___ Fragment

Oszczędzanie to nie sposób na spłatę długów

Wprowadzanie pakietów oszczędnościowych przez kraje, które mają kłopoty ze spłatą długów, może doprowadzić do tego, że ich PKB zmaleje, i to w większym stopniu niż zadłużenie. Jego spłata będzie możliwa, jeśli słabnący popyt krajowy zostanie zastąpiony popytem zagranicznym. Same oszczędności zmniejszą tylko dochód i trudno będzie cokolwiek zaoszczędzić – mówi profesor Jerzy Osiatyński, były minister finansów, przewodniczący Rady Naukowej Instytutu Nauk Ekonomicznych PAN, członek Narodowej Rady Rozwoju.
Oszczędzanie to nie sposób na spłatę długów

prof. Jerzy Osiatyński, były minister finansów (c) PAP

W poniedziałek 7 czerwca Niemcy przedstawili pakiet gigantycznych oszczędności budżetowych na sumę 80 mld euro. Cięcia państwowych wydatków wprowadzają m.in. Włochy, Hiszpania, Portugalia i oczywiście Grecja, w mniejszym stopniu także Francja i inne kraje. To dobrze?

Moim zdaniem te cięcia mogą utrudnić wyjście z recesji. Redukcja wydatków byłaby bezpieczniejsza, gdyby już było widać efekty tych pakietów stymulacyjnych dla gospodarki, jakie wprowadzono półtora roku temu w Wlk. Brytanii, we Francji i w innych krajach.

A nie widać ich?

______

### [Zadania]
• A. Odpowiedz na podstawie fragmentu na pytania, każdą odpowiedź oznaczając tak jak pytanie:
(i) Na jaką sumę opiewał pakiet oszczędności budżetowych przedstawiony przez Niemcy 7 czerwca?
(ii) Jaką funkcję pełni Jerzy Osiatyński w Instytucie Nauk Ekonomicznych PAN?
(iii) Czym musi zostać zastąpiony słabnący popyt krajowy, aby spłata zadłużenia była możliwa?
• B. Streść fragment w dwóch zdaniach.
• C. Zmień fragment od słów „prof. Jerzy Osiatyński, były” aż do słów „i w innych krajach.” włącznie, zastępując „recesji” przez „kryzysu”, i podaj tę część ponownie.

___ Dostarczone wpisy

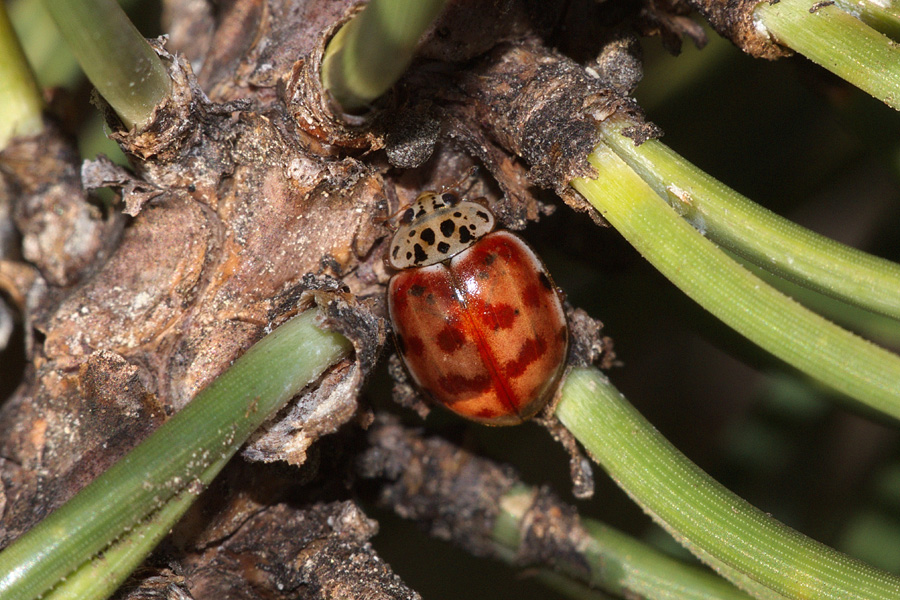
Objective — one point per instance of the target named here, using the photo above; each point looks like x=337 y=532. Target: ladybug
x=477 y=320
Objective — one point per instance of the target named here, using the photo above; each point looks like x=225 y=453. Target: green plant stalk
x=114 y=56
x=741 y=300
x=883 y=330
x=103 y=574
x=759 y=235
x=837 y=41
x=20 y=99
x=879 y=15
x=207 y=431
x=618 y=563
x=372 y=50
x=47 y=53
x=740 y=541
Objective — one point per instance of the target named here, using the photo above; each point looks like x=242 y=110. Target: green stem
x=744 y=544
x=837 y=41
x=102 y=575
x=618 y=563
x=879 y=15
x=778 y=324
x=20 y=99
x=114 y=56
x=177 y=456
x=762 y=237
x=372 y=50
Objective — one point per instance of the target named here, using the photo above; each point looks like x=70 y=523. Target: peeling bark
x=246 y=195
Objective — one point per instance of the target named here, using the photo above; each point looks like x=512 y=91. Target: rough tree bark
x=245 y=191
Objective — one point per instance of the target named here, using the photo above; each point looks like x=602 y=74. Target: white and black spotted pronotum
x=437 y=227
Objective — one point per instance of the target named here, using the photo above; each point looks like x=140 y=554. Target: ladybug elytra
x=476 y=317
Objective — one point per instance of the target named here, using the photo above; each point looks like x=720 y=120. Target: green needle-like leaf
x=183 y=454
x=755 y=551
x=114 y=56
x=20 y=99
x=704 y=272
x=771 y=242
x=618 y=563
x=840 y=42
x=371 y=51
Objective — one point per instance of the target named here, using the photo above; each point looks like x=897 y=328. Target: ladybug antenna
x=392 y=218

______
___ Dostarczone wpisy

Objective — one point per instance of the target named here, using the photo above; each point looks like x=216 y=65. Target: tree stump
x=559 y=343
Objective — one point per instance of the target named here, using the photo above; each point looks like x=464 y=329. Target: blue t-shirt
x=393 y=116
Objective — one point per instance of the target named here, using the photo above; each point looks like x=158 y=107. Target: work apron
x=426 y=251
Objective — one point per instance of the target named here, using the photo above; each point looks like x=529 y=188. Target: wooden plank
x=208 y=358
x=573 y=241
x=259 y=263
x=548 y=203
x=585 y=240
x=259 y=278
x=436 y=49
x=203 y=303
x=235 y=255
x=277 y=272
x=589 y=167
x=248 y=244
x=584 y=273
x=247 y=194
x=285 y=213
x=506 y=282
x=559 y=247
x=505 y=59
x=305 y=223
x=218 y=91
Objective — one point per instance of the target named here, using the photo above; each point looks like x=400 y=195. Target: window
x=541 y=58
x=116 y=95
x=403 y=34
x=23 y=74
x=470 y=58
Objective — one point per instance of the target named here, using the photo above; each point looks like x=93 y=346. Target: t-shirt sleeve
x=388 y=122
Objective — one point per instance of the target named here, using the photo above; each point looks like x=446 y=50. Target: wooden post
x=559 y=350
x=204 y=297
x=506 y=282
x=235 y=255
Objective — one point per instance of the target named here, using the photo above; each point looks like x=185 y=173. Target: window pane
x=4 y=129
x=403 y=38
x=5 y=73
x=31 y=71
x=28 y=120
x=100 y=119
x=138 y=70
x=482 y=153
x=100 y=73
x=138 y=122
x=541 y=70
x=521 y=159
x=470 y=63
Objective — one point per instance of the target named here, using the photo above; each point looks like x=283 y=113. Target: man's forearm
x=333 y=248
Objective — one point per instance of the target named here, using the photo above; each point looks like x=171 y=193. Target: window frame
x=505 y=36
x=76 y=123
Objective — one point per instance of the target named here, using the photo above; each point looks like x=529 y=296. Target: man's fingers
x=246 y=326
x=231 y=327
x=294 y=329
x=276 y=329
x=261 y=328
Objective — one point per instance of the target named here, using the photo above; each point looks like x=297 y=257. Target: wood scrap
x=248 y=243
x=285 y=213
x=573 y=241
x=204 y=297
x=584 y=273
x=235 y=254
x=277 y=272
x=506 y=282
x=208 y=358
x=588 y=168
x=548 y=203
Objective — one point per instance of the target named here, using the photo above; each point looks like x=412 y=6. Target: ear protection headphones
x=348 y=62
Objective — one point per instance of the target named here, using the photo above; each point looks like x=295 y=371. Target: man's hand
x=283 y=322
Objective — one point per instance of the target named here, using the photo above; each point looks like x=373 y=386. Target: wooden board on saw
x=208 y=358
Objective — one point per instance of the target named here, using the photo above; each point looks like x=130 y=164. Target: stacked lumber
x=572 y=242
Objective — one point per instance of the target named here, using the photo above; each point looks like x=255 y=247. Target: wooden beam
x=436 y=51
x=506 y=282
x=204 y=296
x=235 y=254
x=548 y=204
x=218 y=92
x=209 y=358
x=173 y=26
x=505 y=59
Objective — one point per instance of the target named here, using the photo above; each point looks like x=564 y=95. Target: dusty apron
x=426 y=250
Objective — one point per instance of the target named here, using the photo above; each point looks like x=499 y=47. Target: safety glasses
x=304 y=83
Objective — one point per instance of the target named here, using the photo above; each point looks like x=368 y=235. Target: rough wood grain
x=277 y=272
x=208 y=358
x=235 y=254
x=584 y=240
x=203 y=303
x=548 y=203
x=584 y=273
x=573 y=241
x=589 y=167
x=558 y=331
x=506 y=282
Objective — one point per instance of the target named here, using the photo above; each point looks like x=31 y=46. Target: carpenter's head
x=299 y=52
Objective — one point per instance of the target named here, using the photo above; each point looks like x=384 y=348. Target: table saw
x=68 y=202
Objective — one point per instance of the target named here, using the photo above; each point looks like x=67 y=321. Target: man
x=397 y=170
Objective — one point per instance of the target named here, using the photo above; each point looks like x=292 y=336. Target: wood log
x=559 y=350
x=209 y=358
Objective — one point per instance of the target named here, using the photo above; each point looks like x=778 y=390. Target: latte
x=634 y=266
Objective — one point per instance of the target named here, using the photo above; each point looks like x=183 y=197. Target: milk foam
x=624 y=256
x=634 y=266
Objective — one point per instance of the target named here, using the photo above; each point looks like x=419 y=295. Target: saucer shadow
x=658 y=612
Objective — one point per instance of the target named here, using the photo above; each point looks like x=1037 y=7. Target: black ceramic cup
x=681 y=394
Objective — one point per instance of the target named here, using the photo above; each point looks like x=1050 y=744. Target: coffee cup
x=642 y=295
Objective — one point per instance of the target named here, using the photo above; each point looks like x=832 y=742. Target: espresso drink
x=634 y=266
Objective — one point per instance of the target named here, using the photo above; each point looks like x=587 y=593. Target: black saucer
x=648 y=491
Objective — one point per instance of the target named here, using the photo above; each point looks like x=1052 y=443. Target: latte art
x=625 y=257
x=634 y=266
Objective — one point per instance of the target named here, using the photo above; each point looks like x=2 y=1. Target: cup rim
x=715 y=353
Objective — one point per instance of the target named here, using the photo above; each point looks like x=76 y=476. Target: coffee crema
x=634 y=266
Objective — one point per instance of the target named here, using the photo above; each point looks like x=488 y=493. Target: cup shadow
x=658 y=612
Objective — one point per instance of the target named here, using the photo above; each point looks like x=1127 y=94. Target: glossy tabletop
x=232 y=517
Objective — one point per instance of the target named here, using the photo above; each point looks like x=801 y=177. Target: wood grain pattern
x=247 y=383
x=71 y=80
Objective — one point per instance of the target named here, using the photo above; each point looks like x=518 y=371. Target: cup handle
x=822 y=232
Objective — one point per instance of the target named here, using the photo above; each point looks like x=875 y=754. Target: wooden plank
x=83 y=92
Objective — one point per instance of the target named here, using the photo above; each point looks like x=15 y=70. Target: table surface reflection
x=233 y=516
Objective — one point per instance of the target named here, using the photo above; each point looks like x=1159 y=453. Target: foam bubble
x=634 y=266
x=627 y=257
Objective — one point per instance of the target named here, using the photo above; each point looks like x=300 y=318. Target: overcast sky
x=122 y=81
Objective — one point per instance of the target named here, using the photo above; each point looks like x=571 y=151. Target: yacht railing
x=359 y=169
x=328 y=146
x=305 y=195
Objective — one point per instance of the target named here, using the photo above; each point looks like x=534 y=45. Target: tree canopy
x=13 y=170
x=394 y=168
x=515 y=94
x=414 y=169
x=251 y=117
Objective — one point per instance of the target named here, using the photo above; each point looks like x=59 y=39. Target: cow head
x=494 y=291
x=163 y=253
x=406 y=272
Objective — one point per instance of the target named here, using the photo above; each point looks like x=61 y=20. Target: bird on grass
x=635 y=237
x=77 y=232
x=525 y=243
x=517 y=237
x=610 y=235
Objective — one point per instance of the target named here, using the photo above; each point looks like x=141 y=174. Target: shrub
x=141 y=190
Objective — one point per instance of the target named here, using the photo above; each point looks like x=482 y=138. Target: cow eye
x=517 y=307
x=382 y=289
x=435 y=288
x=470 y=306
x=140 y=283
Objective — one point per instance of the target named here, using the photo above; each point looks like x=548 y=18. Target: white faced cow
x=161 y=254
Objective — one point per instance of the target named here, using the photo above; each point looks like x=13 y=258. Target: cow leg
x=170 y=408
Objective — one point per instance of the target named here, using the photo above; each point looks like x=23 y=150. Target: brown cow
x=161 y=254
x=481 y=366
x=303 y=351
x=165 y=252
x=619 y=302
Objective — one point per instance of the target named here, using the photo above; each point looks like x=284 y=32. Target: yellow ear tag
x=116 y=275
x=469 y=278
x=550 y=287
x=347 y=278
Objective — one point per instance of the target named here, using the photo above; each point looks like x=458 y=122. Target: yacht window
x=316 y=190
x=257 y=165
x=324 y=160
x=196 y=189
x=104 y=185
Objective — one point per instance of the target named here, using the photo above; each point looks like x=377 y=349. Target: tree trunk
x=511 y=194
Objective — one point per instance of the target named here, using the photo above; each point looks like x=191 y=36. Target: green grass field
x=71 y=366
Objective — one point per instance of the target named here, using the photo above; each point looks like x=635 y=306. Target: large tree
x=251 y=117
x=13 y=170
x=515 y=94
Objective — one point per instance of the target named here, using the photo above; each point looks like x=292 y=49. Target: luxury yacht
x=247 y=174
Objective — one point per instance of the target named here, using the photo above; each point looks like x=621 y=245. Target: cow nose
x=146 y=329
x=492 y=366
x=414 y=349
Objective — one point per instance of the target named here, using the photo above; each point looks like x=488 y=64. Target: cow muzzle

______
___ Dostarczone wpisy

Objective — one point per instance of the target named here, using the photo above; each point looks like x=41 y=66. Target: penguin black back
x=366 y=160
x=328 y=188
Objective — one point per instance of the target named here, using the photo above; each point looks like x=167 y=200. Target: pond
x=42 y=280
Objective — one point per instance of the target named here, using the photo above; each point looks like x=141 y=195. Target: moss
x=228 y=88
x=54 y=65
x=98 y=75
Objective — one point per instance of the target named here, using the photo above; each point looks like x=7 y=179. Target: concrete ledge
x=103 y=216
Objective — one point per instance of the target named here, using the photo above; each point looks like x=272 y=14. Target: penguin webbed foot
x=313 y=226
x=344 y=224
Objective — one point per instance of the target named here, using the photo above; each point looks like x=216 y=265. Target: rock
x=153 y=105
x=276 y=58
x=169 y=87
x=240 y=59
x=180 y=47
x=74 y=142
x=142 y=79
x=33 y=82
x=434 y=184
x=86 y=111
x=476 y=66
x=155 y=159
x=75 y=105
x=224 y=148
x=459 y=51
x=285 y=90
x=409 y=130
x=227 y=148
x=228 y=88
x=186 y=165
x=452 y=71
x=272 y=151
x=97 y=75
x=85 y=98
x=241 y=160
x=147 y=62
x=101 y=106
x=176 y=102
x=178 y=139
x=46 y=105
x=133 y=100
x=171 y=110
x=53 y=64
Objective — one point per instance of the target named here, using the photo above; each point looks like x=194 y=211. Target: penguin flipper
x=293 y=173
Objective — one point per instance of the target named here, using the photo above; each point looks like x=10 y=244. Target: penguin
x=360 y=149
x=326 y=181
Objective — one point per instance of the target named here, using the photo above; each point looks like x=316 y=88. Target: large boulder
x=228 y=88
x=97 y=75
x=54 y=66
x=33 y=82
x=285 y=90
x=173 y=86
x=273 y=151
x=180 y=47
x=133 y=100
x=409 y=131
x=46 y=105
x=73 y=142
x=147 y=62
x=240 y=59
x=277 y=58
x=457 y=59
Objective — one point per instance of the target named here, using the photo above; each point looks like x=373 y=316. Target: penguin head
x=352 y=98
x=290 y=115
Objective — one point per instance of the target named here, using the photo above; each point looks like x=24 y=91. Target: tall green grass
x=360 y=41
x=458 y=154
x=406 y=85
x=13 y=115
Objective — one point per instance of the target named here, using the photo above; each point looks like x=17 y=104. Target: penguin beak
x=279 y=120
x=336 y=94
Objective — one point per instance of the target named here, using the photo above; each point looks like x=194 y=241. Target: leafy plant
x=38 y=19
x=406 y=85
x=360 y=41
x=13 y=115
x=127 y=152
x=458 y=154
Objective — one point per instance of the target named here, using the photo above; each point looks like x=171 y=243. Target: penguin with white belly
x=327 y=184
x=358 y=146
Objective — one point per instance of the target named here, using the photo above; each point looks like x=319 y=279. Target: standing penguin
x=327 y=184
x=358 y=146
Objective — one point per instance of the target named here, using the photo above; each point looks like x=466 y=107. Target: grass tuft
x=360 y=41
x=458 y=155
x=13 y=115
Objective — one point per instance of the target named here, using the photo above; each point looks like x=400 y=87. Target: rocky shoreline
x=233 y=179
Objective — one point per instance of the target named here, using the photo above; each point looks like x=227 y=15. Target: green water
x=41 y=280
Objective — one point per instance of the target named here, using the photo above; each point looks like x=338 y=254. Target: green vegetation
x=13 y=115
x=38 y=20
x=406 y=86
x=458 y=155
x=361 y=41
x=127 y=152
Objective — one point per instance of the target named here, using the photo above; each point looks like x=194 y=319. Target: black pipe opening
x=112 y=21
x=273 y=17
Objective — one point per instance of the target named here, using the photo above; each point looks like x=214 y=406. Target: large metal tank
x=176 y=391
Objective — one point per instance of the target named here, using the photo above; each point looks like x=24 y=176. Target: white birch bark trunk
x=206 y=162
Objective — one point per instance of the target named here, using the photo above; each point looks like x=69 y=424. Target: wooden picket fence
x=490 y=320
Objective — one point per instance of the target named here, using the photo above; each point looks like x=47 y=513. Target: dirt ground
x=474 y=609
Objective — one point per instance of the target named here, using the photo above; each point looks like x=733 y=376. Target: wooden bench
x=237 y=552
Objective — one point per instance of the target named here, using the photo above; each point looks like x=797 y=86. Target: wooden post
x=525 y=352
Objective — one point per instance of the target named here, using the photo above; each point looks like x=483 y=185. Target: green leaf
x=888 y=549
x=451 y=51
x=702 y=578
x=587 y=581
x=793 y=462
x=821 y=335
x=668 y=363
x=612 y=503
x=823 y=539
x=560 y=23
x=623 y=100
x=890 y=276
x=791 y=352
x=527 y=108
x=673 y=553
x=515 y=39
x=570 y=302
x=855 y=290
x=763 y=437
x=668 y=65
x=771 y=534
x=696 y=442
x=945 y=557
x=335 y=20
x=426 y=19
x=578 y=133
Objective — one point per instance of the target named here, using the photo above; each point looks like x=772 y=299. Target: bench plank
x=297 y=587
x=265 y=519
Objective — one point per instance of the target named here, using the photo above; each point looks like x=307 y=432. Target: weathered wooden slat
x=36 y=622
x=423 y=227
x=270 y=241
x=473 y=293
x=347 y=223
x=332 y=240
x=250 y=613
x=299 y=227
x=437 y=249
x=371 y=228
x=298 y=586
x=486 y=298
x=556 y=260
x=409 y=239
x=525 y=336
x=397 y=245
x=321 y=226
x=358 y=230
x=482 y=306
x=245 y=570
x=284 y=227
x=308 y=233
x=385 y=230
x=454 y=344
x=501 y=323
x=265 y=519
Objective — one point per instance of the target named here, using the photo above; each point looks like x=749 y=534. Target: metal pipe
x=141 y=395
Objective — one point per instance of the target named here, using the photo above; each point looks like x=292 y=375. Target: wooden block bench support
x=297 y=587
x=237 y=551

______

### [Odpowiedzi]
• A.
(i) 80 mld euro.
(ii) Jest przewodniczącym Rady Naukowej.
(iii) Popytem zagranicznym.

• B. Profesor Jerzy Osiatyński, były minister finansów, twierdzi, że pakiety oszczędnościowe w krajach mających kłopoty ze spłatą długów mogą obniżyć ich PKB w większym stopniu niż zadłużenie, a spłata będzie możliwa, jeśli słabnący popyt krajowy zostanie zastąpiony zagranicznym. Jego zdaniem cięcia wydatków wprowadzane m.in. przez Niemcy, Włochy, Hiszpanię, Portugalię i Grecję mogą utrudnić wyjście z recesji, a redukcja wydatków byłaby bezpieczniejsza, gdyby już było widać efekty wcześniejszych pakietów stymulacyjnych.

• C.
prof. Jerzy Osiatyński, były minister finansów (c) PAP

W poniedziałek 7 czerwca Niemcy przedstawili pakiet gigantycznych oszczędności budżetowych na sumę 80 mld euro. Cięcia państwowych wydatków wprowadzają m.in. Włochy, Hiszpania, Portugalia i oczywiście Grecja, w mniejszym stopniu także Francja i inne kraje. To dobrze?

Moim zdaniem te cięcia mogą utrudnić wyjście z kryzysu. Redukcja wydatków byłaby bezpieczniejsza, gdyby już było widać efekty tych pakietów stymulacyjnych dla gospodarki, jakie wprowadzono półtora roku temu w Wlk. Brytanii, we Francji i w innych krajach.